-- Exercise passage follows --

B.C.’s Site C has become a cash bonfire. Hard decisions are ahead

It was obvious from the start that the Site C hydroelectric dam under construction in northeastern British Columbia was in danger of turning into a financial quagmire.

BC Hydro had wanted to build Site C for decades. It had already built two big dams on the Peace River, completed in 1968 and 1980. BC Hydro’s DNA is dams, and it hadn’t built a new one since 1984. By 2010, the BC Liberal government of the day had become gung ho for Site C, the most expensive build in the province’s history.

The bill at the time was about $6-billion. Then it was $7.9-billion. By the time the Liberals approved it in late 2014, after they had exempted it from an independent review, the bill was $8.8-billion. Once construction got under way, then Liberal premier Christy Clark vowed, in her own words, to push the project to the point of no return.

The NDP had long opposed Site C and, when the party gained power in 2017, it ordered a review by the B.C. Utilities Commission – which is what should have been done years earlier. About $2-billion had been spent by then.

The review found that BC Hydro’s forecast of future demand was “excessively optimistic,” and said “increasingly viable alternative energy” such as wind and geothermal could provide similar benefits. But the commission did not issue a firm yes or no, although it noted that another $2-billion would have to be spent if the project was halted for good.

Former NDP premier Mike Harcourt at the time said Site C was a “clear, unmitigated disaster.” Still, at the end of 2017, NDP Premier John Horgan decided to go ahead – as the budget spiked to $10.7-billion – believing the project was too advanced to stop.

It was the classic sunk-cost fallacy, colloquially described as throwing good money after bad.

-- Exercise passage concluded --

**Exercise directions**
From the Site C article above, list every figure given as the project's total cost or budget, in the order they appear.

-- Given entries follows --

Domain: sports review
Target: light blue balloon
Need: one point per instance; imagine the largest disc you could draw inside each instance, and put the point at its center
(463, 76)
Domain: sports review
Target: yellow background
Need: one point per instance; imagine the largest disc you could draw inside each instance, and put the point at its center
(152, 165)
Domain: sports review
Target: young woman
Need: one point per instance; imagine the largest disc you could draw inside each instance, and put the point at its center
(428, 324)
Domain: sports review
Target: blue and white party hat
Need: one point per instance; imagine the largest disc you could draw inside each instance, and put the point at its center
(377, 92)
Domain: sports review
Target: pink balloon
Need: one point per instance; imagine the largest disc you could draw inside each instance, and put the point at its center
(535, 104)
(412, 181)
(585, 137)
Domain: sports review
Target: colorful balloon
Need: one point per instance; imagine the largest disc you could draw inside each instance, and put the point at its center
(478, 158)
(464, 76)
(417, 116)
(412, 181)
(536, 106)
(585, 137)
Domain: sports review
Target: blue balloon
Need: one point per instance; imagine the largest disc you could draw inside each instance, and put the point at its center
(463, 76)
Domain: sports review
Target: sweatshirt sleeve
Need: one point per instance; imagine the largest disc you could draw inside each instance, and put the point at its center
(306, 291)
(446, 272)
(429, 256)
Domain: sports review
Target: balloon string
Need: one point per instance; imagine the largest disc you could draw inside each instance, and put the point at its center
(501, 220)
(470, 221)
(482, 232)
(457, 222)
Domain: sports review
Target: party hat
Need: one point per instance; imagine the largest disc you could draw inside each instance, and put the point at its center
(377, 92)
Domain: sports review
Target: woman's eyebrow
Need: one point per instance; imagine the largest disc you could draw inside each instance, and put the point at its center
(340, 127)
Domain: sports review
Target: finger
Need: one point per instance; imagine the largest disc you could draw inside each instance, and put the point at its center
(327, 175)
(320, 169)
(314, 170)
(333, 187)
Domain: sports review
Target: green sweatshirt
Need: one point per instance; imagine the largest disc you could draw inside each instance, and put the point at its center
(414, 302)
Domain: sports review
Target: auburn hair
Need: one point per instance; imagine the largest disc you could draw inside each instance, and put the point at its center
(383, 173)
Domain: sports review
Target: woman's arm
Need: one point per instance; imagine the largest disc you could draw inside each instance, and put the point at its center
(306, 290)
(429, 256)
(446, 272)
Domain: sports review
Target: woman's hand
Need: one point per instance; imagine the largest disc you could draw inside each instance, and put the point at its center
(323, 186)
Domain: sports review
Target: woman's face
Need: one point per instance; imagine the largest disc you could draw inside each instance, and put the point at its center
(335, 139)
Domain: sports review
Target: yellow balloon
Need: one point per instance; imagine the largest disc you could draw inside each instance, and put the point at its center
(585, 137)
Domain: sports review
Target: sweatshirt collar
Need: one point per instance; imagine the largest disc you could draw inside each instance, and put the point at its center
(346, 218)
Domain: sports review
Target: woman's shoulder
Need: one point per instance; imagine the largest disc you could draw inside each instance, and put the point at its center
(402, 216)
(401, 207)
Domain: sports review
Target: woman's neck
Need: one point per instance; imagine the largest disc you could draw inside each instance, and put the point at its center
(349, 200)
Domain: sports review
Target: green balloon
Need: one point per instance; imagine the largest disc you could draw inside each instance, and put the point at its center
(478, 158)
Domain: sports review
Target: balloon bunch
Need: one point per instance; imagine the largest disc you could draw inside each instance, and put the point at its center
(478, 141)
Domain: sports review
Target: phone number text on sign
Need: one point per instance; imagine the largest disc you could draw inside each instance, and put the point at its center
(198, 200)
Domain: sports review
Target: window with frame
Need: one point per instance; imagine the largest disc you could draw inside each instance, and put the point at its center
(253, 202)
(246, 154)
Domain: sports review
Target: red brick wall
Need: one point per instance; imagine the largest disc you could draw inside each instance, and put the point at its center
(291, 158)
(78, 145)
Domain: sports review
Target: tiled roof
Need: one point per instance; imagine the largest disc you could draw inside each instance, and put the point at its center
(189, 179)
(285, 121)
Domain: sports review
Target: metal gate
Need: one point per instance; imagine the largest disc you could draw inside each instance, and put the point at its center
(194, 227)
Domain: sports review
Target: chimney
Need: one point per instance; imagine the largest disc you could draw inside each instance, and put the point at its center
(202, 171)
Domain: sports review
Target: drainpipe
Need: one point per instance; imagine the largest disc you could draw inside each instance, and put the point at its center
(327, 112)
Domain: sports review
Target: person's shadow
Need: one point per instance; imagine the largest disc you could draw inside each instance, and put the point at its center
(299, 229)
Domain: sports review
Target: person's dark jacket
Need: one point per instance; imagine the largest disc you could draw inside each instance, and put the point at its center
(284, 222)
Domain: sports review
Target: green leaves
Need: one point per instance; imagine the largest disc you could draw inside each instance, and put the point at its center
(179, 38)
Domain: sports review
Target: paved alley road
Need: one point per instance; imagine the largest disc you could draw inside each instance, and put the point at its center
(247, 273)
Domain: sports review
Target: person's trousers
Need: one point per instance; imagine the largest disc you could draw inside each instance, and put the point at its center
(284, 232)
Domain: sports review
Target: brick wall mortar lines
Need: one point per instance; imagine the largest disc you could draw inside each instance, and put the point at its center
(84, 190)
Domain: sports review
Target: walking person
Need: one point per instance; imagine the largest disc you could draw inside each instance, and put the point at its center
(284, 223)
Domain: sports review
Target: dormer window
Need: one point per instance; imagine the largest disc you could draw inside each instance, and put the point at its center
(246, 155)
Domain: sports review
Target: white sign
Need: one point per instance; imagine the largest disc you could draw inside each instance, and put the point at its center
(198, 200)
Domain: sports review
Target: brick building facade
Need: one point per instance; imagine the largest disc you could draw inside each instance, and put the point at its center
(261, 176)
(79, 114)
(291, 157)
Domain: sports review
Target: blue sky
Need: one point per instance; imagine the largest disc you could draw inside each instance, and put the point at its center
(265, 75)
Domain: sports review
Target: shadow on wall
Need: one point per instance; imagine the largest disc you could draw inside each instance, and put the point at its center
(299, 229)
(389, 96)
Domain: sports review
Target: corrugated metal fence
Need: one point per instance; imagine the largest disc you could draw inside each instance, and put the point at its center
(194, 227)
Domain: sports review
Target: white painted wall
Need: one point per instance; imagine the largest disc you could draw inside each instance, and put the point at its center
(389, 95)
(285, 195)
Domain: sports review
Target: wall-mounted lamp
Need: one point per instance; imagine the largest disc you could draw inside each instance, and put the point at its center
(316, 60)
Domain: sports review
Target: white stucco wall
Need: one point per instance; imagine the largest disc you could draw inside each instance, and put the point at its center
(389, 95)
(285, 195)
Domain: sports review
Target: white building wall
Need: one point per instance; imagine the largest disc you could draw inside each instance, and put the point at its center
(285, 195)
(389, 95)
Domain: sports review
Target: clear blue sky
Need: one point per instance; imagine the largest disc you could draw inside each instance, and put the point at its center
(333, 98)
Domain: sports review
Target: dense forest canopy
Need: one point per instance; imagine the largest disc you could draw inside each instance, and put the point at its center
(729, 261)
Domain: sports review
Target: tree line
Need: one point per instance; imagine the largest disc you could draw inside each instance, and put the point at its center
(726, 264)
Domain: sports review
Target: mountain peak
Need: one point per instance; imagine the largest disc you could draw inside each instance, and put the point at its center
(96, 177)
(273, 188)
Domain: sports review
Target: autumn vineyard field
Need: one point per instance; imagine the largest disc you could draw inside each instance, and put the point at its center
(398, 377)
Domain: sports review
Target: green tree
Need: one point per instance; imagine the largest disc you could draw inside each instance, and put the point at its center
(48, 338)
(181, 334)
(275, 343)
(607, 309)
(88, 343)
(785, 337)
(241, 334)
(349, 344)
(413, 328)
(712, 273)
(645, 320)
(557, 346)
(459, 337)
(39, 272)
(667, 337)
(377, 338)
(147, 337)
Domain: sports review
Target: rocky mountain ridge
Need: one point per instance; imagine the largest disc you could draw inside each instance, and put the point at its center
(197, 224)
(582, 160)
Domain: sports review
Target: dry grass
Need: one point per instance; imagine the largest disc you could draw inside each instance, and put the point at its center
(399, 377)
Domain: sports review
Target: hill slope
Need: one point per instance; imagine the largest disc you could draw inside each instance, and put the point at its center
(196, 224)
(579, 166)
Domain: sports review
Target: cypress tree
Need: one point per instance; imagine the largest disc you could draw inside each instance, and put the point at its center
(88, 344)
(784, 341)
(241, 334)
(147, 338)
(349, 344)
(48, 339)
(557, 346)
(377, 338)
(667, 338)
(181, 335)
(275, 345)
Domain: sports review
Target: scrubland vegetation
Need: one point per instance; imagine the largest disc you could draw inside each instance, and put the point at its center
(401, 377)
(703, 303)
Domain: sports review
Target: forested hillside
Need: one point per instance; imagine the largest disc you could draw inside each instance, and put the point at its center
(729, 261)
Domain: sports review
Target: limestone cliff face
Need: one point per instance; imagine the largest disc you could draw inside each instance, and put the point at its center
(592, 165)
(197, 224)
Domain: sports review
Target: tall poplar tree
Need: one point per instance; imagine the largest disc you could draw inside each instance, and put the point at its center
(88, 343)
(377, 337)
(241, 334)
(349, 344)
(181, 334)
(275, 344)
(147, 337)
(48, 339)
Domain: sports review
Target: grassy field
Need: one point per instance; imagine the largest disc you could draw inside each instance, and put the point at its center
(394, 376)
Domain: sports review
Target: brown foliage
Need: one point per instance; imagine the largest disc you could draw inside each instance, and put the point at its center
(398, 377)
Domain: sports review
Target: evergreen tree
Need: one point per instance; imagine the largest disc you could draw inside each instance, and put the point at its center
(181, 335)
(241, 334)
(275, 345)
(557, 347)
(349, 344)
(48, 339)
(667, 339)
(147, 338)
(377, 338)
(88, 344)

-- Given entries concluded --

**Solution for this problem**
$6-billion, $7.9-billion, $8.8-billion, $10.7-billion